◆ Records supplied ◆
════════
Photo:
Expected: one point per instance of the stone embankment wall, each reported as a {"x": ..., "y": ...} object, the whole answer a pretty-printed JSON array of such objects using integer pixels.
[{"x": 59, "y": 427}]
════════
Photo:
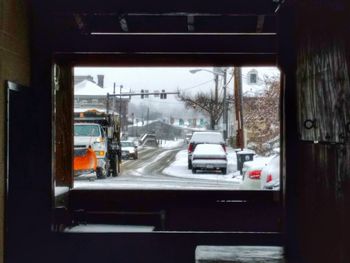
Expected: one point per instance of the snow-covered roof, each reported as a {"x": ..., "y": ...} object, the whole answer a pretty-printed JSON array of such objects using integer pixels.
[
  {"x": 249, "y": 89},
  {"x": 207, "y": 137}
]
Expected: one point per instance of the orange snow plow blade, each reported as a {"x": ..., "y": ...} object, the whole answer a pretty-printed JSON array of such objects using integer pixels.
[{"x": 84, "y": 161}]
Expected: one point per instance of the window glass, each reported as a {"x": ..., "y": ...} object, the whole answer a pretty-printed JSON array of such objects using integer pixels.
════════
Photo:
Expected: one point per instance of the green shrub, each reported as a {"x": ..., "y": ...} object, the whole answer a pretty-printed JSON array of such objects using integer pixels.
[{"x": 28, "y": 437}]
════════
Where the listing above reaches the line that contains "Expected: one point per instance of the orange", start retyping, and finish with the line that contains "Expected: one point per instance of the window"; reproduce those lines exactly and no others.

Expected: one point per instance of the orange snow plow blade, each reported as a {"x": ..., "y": ...} object, the whole answer a pretty-printed JSON array of such objects using integer pixels.
[{"x": 84, "y": 161}]
Expected: one point per instance of the window glass, each reported as a {"x": ..., "y": ...} object, the whole answer a pretty-printed JSON array of such objects using integer pixels.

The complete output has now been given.